◆ EXERCISE AIM
Present every line of the records below as a numbered list, skipping blank lines and leaving out the pictures.

[Entries from a collection]
+ + +
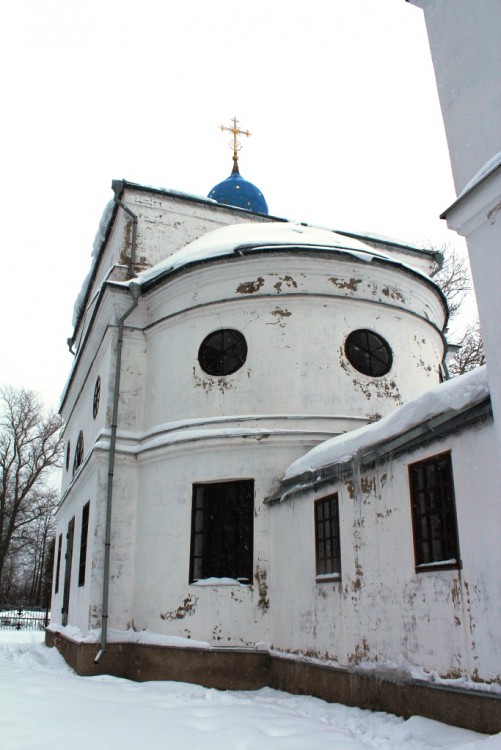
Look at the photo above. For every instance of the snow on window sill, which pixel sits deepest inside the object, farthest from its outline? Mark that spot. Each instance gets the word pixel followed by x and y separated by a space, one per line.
pixel 327 577
pixel 451 564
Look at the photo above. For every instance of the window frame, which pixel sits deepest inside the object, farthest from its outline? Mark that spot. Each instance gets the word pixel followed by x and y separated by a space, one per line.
pixel 215 543
pixel 79 453
pixel 334 537
pixel 58 563
pixel 362 347
pixel 223 352
pixel 441 495
pixel 84 535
+ + +
◆ OUTPUT OF THE EXERCISE
1. Look at the photo above. For every instance of the snow on window sill, which pixel sits deepest inside the object, farthest from its outline? Mark that spot. Each instance gets the word pixel followed by x and y separated by a space, one per line.
2. pixel 327 577
3. pixel 451 564
4. Look at the photo above. For every instance of the window frame, which pixel sits deepest inside the object, farthest from its outline? Mark that spot. Each instance gets the word pixel followed by x and y separated by a space, one per line.
5. pixel 215 543
6. pixel 79 453
7. pixel 334 537
8. pixel 58 563
9. pixel 362 347
10. pixel 223 352
11. pixel 441 495
12. pixel 84 535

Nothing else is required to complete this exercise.